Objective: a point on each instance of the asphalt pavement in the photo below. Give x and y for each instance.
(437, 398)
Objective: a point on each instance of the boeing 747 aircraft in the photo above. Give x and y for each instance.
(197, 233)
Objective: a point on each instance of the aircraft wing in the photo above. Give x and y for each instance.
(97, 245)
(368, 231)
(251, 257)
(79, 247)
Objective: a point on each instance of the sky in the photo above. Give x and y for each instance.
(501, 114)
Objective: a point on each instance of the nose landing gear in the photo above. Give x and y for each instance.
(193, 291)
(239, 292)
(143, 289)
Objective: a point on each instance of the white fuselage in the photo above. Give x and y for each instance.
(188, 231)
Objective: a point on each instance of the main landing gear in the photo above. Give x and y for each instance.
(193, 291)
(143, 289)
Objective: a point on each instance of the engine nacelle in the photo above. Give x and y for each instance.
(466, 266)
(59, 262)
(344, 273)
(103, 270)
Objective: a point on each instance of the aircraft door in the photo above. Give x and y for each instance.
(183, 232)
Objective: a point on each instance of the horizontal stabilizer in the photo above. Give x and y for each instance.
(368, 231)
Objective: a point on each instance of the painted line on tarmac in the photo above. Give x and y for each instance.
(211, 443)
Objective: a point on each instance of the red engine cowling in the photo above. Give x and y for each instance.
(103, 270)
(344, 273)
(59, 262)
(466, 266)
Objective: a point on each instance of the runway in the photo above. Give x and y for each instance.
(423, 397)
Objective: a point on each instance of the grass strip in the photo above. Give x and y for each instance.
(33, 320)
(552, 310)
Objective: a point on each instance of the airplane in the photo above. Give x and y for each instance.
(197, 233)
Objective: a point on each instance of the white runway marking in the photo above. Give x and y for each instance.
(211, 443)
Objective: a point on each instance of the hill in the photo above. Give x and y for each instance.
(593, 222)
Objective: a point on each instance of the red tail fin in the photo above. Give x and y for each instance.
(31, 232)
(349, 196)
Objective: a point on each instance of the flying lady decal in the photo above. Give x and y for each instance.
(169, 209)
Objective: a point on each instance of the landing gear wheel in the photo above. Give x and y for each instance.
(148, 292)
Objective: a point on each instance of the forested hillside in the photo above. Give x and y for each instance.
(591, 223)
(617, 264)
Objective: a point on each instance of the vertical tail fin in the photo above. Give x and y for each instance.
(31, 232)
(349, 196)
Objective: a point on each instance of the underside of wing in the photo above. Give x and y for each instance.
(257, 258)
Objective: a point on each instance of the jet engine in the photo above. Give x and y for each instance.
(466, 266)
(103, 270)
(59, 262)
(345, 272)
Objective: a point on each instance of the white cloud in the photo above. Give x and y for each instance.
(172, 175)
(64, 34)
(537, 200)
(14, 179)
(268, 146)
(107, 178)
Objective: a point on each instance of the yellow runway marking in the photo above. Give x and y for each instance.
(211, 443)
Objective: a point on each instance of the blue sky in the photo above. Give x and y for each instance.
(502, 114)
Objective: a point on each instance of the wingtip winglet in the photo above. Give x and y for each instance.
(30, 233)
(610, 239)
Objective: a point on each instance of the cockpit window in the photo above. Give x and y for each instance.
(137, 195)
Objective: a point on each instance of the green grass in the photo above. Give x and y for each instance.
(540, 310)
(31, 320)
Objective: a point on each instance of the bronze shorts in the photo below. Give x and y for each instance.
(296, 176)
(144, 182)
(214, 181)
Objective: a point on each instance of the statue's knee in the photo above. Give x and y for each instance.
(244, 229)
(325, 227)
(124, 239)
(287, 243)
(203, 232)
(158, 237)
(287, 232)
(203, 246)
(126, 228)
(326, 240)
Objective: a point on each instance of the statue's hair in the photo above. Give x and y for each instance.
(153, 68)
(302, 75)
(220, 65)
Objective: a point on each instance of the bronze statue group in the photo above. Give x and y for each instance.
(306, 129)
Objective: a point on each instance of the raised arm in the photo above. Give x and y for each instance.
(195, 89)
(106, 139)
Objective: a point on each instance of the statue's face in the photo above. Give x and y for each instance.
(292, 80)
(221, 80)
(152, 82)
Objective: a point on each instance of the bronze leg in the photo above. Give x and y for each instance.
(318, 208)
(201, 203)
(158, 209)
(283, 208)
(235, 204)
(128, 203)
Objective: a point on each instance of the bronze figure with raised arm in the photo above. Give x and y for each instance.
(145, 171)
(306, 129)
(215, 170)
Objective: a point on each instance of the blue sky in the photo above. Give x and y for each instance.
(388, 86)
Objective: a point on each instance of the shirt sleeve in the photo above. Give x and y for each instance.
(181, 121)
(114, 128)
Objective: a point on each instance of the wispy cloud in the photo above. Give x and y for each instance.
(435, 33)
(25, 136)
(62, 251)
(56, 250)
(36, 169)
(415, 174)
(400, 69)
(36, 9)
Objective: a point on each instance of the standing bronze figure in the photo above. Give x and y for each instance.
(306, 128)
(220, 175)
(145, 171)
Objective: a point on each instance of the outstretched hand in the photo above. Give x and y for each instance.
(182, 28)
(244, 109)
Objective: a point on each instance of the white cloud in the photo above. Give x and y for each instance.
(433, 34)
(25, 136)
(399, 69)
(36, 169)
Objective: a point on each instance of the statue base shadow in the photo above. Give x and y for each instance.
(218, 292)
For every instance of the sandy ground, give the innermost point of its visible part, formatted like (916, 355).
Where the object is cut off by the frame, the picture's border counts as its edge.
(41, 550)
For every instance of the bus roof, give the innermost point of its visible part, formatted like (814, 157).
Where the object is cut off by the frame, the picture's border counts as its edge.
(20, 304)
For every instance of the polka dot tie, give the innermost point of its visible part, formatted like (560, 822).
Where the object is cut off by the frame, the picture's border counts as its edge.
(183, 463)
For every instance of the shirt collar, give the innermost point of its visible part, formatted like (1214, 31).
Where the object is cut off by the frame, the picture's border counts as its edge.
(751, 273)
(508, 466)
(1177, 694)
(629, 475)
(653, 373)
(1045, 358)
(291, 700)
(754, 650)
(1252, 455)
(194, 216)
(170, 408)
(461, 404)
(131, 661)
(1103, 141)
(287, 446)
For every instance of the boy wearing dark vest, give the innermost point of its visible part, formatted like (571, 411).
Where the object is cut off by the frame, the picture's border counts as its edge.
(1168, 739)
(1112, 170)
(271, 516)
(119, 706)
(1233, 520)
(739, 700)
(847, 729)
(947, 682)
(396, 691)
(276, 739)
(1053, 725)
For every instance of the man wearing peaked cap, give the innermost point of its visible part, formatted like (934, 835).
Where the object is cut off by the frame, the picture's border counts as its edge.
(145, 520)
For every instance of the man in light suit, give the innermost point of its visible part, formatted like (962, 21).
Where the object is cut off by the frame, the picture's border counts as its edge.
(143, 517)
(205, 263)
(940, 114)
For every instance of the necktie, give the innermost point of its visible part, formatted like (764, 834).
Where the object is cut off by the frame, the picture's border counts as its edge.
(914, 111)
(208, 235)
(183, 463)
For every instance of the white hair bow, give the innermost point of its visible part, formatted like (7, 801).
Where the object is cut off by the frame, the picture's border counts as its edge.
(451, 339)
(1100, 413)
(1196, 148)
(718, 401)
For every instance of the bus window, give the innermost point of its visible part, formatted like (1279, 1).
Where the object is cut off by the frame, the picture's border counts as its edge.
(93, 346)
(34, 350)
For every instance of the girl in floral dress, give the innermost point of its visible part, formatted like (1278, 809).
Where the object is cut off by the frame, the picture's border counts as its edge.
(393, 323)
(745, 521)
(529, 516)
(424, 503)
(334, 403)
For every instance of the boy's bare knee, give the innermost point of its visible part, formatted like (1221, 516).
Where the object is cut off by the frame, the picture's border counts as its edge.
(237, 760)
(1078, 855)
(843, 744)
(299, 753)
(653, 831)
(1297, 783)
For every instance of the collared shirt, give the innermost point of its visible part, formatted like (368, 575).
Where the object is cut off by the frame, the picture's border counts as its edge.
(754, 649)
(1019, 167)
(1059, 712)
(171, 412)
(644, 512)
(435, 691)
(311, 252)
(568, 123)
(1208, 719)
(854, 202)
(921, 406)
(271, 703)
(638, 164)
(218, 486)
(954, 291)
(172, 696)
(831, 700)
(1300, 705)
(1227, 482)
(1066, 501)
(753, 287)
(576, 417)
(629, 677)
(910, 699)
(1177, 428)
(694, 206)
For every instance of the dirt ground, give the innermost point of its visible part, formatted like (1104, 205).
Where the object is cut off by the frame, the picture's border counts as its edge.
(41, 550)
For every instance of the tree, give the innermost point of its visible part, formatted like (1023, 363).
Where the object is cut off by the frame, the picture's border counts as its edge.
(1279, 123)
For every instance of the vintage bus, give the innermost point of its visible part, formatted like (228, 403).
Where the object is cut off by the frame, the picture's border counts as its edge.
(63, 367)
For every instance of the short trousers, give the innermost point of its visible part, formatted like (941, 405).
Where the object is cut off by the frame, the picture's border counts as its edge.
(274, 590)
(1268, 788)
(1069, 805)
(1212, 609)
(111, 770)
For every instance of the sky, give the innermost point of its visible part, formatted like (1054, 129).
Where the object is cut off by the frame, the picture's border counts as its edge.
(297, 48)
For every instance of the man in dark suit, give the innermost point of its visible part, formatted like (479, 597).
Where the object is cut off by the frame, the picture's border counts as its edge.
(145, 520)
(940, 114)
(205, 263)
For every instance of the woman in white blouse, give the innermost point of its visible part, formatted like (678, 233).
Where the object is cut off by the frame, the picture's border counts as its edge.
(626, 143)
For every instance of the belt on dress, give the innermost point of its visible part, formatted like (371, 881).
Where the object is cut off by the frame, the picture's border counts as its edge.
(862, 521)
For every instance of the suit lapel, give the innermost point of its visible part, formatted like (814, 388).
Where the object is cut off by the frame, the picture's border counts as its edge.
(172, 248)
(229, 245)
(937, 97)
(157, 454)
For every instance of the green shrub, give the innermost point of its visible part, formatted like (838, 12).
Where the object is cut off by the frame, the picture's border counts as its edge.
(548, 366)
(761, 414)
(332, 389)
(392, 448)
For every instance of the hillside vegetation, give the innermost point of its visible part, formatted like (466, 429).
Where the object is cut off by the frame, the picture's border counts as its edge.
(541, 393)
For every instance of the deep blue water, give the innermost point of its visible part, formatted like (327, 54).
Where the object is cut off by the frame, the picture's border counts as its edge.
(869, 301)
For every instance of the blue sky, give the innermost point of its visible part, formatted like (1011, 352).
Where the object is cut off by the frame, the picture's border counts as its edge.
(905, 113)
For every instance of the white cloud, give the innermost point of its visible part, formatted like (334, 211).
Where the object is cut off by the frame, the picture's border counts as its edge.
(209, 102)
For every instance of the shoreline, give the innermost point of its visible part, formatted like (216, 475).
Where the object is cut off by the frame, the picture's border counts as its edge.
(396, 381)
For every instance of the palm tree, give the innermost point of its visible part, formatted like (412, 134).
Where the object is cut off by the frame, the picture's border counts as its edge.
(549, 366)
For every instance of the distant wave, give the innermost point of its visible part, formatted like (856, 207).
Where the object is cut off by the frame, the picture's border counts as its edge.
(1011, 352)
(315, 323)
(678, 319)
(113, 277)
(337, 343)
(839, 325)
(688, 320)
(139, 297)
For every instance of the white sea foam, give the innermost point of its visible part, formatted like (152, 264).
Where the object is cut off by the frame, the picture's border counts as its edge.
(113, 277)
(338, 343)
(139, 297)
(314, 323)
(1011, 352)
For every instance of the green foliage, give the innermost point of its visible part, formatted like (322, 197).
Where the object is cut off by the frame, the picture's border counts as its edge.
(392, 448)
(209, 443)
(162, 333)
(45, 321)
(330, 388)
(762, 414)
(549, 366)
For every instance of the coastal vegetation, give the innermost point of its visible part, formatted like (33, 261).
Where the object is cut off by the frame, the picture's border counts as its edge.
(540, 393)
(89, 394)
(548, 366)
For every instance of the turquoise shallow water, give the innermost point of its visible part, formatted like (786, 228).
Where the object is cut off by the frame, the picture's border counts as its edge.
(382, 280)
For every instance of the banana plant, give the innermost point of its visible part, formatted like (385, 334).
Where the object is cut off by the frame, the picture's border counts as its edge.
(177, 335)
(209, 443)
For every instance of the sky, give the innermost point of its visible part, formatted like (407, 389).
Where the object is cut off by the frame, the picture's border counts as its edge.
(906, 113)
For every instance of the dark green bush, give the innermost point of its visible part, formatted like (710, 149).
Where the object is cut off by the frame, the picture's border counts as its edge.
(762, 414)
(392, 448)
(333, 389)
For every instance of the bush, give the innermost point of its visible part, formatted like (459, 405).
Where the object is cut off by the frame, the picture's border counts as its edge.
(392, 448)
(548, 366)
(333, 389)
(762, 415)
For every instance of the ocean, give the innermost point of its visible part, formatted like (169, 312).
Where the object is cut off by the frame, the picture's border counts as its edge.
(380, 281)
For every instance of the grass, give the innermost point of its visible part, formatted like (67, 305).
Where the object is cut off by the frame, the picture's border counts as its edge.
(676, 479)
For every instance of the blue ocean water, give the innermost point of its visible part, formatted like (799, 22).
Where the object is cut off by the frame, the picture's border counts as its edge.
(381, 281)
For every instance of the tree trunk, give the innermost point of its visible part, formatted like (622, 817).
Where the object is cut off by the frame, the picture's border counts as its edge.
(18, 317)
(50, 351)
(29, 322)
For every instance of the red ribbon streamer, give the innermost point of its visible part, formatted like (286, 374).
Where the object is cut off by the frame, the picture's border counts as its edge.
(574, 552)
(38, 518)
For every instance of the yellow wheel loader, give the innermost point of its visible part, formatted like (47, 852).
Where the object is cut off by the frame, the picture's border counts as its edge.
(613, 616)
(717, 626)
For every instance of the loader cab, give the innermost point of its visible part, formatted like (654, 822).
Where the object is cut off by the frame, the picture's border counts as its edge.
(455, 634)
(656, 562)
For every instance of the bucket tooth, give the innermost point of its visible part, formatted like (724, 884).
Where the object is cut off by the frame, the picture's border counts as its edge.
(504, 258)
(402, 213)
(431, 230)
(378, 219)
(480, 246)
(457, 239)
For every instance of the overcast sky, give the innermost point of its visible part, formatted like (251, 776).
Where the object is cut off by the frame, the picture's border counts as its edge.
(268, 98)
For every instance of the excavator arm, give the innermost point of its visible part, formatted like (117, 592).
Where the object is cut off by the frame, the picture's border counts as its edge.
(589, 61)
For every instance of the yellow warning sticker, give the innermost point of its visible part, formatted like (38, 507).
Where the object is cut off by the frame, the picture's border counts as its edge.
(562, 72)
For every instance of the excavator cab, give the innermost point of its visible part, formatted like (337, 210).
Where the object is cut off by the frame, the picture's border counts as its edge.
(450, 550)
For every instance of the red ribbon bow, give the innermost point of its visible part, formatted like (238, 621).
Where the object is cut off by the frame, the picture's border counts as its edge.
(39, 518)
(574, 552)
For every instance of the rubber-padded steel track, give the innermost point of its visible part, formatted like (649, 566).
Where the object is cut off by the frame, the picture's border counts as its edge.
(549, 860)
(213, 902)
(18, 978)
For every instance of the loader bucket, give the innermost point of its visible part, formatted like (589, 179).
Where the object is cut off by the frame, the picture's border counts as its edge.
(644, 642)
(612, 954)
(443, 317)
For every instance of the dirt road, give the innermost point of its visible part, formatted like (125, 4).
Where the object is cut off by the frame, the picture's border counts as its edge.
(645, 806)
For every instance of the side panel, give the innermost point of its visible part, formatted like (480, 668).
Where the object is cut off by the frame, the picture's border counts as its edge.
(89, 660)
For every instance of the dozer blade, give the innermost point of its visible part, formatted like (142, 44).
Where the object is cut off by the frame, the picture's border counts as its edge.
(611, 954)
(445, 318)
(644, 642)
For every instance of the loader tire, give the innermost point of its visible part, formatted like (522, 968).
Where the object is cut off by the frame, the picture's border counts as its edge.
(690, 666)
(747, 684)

::::

What you are asked to do: Print again the material above, limited to the lines from the one holding "For every instance of the rubber-padded" through the last, inclusive.

Expected answer:
For every instance of the rubber-padded steel track, give the innermost point of its visible part, formatted like (649, 566).
Where the object is cut off by the frame, the picture's border counts as its edge.
(549, 860)
(213, 902)
(18, 978)
For every instance of the loader bucket, give the innermost point of its visible part, formatted like (589, 179).
Where the object is cut off by the frame, the picture's border counts as its edge.
(644, 642)
(612, 954)
(443, 317)
For every instance of the dirt road, give the innermost point of its visible part, formatted like (125, 4).
Where the object is cut off by the frame, the picture's border counts as its edge.
(645, 806)
For every instance of the side panel, give the innermost point of its visible part, formatted like (480, 668).
Where the object is cut off by the frame, the picture's border counts as its edge.
(89, 660)
For every instance of the dozer blade, give the innermost point of its visible part, formatted like (142, 44).
Where the object is cut off by the frame, the picture's border counts as its edge.
(611, 954)
(445, 318)
(644, 642)
For every instance of the loader tire, give the innermost point of its visible part, formatted like (522, 968).
Where the object is cut off by the frame, the picture's border counts as its edge.
(690, 666)
(747, 684)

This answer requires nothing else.